◆ Data supplied ◆
<<<<
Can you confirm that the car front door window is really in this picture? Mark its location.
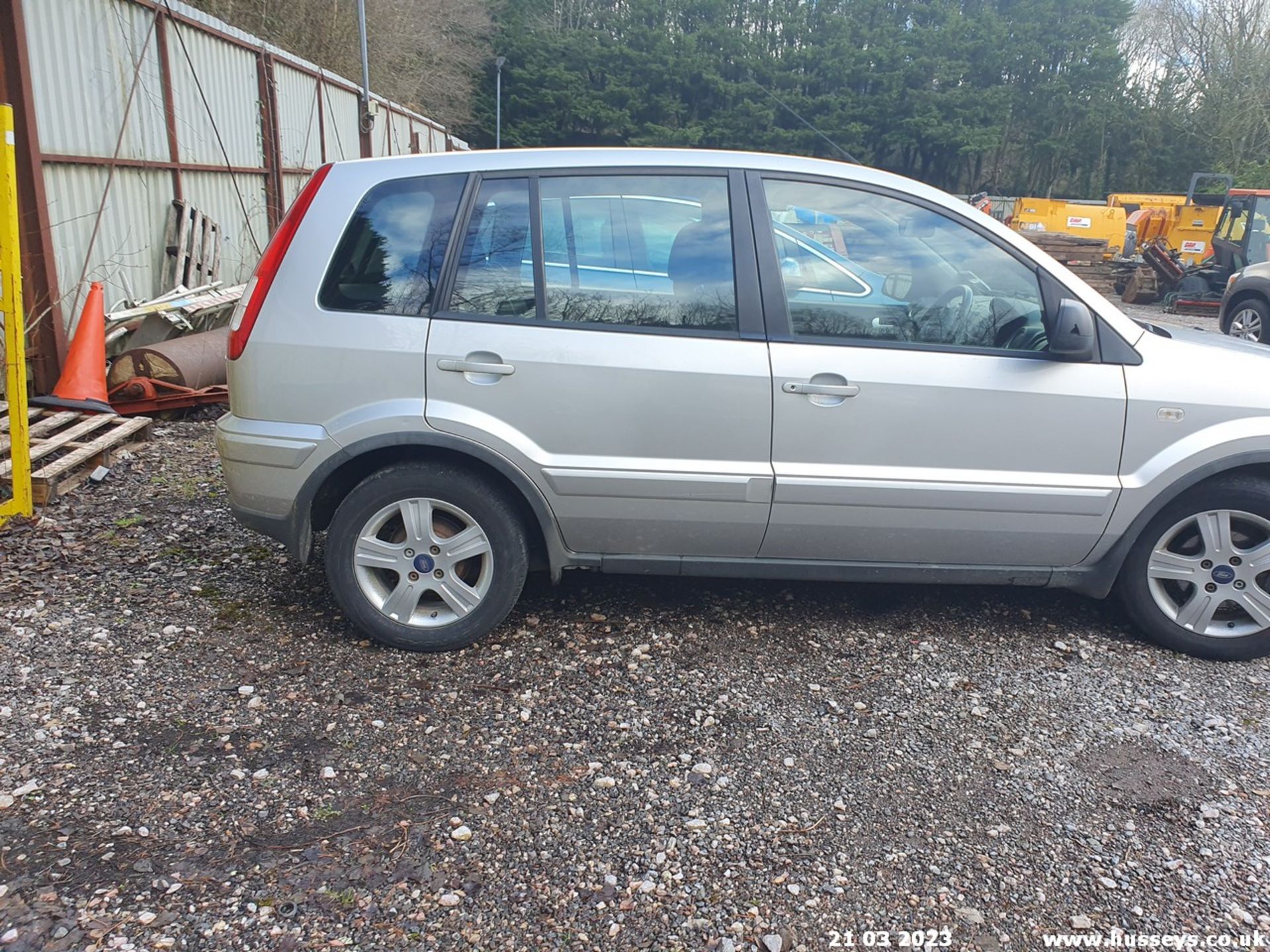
>>>>
<<<<
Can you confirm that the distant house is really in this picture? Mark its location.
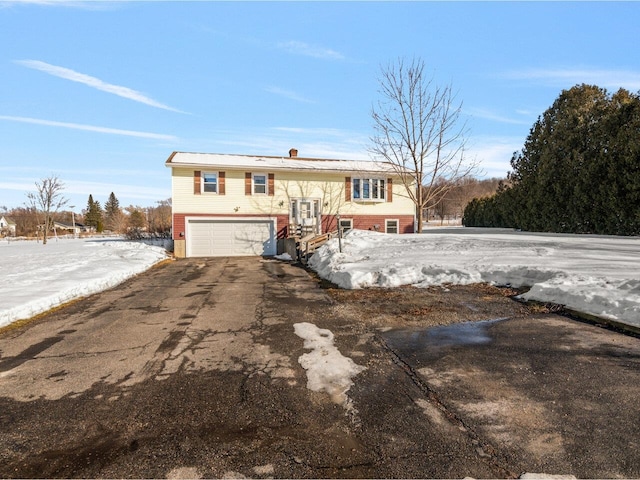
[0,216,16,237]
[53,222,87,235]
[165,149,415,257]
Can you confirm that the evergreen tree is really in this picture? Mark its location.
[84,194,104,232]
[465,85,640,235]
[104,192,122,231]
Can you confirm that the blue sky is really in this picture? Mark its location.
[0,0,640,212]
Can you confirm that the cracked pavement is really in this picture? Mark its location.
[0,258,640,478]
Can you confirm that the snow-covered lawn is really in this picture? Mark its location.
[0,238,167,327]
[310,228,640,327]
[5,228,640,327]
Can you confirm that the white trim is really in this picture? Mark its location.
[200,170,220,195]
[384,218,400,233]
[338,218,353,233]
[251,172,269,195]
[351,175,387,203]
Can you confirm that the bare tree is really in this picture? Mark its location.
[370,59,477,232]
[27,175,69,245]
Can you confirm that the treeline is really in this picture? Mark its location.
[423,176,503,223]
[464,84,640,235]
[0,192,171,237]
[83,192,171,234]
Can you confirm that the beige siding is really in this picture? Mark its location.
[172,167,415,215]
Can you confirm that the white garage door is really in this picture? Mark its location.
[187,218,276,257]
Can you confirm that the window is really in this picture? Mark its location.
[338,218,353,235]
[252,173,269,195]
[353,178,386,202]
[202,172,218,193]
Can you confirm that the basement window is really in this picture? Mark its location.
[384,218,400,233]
>>>>
◆ Request ◆
Copy the records word for word, from the line with "Can you confirm that the distant" up to and including the line with "[5,228,640,327]". Leave the pictures out.

◆ Output for this task ◆
Can you confirm that the distant house is really in this picture? Mark its location.
[0,216,16,237]
[53,222,87,235]
[165,149,415,257]
Can you confirm that the evergreen tree is really in this picture? Mark its location.
[84,194,104,232]
[465,85,640,235]
[104,192,122,231]
Can you confirm that the blue sky is really in this picture? Mark its location.
[0,0,640,212]
Can you confirm that the cracked pavement is really in this picture? Mark its location.
[0,258,640,478]
Can you confirm that the snow-covered lawn is really in this picture? Mark its location.
[0,238,167,327]
[310,228,640,327]
[5,228,640,327]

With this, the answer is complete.